Assignment: Update the piece on artificial time by giving it again from the words "On artificial time" through "sense of time.", with "experiment" changed to "test".

Text section:
On artificial time
Why can't you tell a chatbot how long to work on something?

Here is an experiment you can run yourself. Think of a question that would require a bit of time to answer, the subject matter can be anything you like. Then plug that inquiry into a large-language model of your choice—I’ll be using ChatGPT here, but any model will do—and instruct the chatbot to take exactly one minute to “think” before it responds.
If you try this, you will soon discover that your otherwise friendly LLM will completely ignore your one-minute limitation. The poor thing has no choice, really, because it has no sense of time.
Perhaps you’re thinking, “Ben, it didn’t take a full minute to ‘think’ because it didn’t need that much time!” Settle down. The same issue crops up when you given an LLM a more complex prompt that requires processing that exceeds the time limit that it’s been given—it’ll simply blow right past your guidance:

If we stop and consider this, this failing might strike us as odd. After all, we are surrounded by technologies that are quite capable of following time-specific instructions. My microwave oven, for example, will faithfully bombard my food with electromagnetic radiation for one minute when prompted. Likewise, my Google Home will reliably set a timer for 60 seconds whenever I ask. Yet try as you might, I promise you will not be able to get a chatbot to do what it does for any specific period of time. “I can’t literally time my own thinking,” ChatGPT states, and please do note the word it italicizes.

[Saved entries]
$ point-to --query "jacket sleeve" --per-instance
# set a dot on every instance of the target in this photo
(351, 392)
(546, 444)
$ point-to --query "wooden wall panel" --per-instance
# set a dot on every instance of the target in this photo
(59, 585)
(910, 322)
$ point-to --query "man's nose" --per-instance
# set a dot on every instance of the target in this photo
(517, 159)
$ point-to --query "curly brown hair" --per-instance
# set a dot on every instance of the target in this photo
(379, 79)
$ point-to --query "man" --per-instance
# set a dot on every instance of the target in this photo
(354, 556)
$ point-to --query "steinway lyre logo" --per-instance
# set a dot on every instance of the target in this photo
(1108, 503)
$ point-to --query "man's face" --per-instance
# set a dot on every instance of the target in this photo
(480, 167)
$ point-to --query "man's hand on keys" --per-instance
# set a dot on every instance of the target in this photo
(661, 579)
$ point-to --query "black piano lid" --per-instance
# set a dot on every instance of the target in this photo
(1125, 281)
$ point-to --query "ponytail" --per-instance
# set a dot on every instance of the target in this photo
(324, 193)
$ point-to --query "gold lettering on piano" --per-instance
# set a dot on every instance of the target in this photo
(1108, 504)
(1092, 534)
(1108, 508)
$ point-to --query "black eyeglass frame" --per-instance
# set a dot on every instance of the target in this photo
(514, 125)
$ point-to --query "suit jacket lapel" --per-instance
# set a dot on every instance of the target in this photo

* * *

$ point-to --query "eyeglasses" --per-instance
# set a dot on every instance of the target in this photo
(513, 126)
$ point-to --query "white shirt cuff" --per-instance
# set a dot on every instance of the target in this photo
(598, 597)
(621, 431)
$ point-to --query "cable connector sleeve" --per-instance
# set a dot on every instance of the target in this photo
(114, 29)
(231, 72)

Written solution:
On artificial time
Why can't you tell a chatbot how long to work on something?

Here is an test you can run yourself. Think of a question that would require a bit of time to answer, the subject matter can be anything you like. Then plug that inquiry into a large-language model of your choice—I’ll be using ChatGPT here, but any model will do—and instruct the chatbot to take exactly one minute to “think” before it responds.
If you try this, you will soon discover that your otherwise friendly LLM will completely ignore your one-minute limitation. The poor thing has no choice, really, because it has no sense of time.